GIVEN PASSAGE
So how about doing an experiment. The purpose of the experiment is to gather
information, without doing any more programming. First explain to your players
that you're going to run an experiment: you're looking for ways for the site
to be self-supporting so it can continue to grow and meet the needs of its
players. The experiment isn't going to affect game play, and that it's just an
experiment: you'll take it down if it doesn't work out.

Every business faces the issue price differentiation between customers: some
customers have little money and some have a lot, so how do you get the
customers with money to pay more without turning away the customers who have
little (or, in your case, no money).

For the experiment add a tiered membership: free (what you have now) and
patron ($5/month). Both are identical in terms of gameplay (both for fairness
and so you don't have to do any programming). By becoming a patron a member
has their name listed on the homepage as a patron of Particracy (which is
literally true). During new user sign up prominently display the patron option
"you can become a patron for $5/month, or join for free". On the homepage
above the patron list have a button "Join the Patrons of Particracy".

If anyone signs up, that tells you that there are people eager enough the
support the game that they'll give you money even though they don't get any
tangible extra features.

Next you might try running a Google ads campaign, max $5 total and max $0.05
per click, using a keyword of "political simulation game". This will deliver
100 people to your landing page. Track how many of the 100 become users (if
any) and how many become patrons (if any). This will tell you how easy it will
be to draw in new users when you have a way to make money.

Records
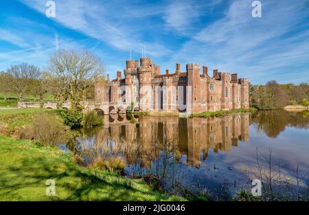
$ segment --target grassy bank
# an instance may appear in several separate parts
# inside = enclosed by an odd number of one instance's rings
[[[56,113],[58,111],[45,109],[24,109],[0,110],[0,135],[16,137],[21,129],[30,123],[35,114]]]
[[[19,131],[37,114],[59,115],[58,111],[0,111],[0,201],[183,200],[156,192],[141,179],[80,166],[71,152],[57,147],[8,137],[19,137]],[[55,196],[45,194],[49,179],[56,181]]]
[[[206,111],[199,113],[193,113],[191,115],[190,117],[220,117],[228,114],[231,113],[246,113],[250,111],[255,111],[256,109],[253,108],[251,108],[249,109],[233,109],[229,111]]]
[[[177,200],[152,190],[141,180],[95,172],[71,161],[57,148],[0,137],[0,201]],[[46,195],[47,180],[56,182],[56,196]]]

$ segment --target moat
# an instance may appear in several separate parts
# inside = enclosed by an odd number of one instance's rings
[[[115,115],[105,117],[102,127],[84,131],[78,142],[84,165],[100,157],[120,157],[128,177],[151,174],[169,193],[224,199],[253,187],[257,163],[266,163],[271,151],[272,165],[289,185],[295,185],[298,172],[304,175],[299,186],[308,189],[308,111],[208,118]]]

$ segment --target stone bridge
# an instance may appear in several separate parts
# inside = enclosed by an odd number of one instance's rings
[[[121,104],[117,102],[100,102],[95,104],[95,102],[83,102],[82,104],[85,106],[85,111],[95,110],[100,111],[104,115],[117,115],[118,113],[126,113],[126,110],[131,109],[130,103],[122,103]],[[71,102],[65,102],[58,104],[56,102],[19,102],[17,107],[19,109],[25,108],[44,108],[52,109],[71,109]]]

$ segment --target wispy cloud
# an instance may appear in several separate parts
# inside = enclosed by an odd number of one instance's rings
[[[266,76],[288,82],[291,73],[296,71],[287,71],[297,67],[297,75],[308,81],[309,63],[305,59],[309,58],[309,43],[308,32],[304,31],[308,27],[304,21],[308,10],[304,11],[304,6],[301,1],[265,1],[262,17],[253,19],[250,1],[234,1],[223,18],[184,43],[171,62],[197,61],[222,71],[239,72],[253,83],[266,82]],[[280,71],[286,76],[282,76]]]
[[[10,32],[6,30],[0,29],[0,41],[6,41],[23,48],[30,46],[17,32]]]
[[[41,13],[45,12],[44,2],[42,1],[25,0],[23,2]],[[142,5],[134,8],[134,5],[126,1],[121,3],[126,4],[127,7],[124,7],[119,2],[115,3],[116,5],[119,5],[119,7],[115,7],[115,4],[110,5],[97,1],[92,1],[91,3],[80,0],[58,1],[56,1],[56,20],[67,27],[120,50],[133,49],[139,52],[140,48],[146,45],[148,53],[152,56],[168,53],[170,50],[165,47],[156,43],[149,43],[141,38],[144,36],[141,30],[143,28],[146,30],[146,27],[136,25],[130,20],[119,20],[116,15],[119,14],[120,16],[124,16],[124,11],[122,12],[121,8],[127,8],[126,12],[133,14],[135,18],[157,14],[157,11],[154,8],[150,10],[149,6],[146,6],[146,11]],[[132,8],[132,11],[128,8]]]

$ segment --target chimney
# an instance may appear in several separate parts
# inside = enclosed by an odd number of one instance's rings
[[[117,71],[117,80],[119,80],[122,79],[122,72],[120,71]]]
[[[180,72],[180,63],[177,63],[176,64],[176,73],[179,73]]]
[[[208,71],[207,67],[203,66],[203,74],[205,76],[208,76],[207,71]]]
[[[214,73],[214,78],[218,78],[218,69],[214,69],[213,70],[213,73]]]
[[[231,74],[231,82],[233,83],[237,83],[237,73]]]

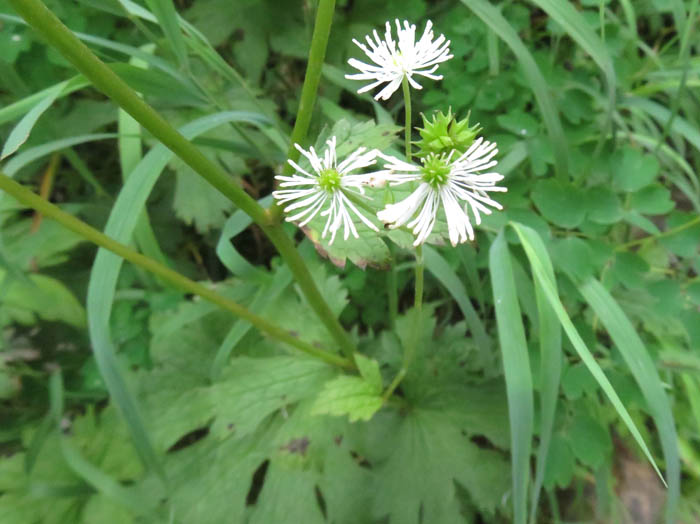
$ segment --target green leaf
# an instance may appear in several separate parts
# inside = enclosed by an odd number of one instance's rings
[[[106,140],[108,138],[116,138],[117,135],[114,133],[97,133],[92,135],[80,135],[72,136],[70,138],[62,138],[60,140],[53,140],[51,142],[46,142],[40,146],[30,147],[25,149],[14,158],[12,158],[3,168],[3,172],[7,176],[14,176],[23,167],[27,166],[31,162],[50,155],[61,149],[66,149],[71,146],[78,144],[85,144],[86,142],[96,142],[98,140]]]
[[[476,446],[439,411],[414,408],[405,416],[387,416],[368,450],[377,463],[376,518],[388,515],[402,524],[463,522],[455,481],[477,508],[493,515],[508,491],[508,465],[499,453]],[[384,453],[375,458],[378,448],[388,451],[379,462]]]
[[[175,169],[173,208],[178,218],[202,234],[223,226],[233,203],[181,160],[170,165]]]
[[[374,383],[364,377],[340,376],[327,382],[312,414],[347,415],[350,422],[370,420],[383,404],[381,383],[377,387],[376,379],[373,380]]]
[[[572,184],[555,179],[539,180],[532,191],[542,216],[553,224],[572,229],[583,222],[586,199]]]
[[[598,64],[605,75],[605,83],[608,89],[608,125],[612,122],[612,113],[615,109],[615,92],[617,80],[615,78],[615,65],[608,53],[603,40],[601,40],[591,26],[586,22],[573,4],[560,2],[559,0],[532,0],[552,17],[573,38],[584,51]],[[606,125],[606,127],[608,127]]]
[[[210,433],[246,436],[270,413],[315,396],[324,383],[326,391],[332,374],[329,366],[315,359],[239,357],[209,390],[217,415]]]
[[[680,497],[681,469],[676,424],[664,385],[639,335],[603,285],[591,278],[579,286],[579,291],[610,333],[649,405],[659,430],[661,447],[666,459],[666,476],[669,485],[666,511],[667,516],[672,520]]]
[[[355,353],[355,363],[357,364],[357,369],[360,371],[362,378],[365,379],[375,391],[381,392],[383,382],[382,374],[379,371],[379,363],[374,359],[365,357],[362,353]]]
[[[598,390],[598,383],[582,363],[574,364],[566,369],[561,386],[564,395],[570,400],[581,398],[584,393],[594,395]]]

TO DO
1. In the text about the game, what does a member receive for becoming a patron?
2. From the entries, retype the lines starting with the line containing "segment --target chimney" and going on through the line containing "[[[231,74],[231,82],[233,83],[237,83],[237,73]]]".
The entries have no connection to the text about the game.

SOLUTIONS BY TASK
1. Their name is listed on the homepage as a patron of Particracy.

2.
$ segment --target chimney
# an instance may appear in several separate parts
# inside = enclosed by an odd number of one instance's rings
[[[117,71],[117,80],[119,80],[122,79],[122,72],[120,71]]]
[[[180,72],[180,63],[177,63],[176,64],[176,73],[179,73]]]
[[[208,71],[207,67],[203,66],[203,74],[205,76],[208,76],[207,71]]]
[[[214,73],[214,78],[218,78],[218,69],[214,69],[213,70],[213,73]]]
[[[231,74],[231,82],[233,83],[237,83],[237,73]]]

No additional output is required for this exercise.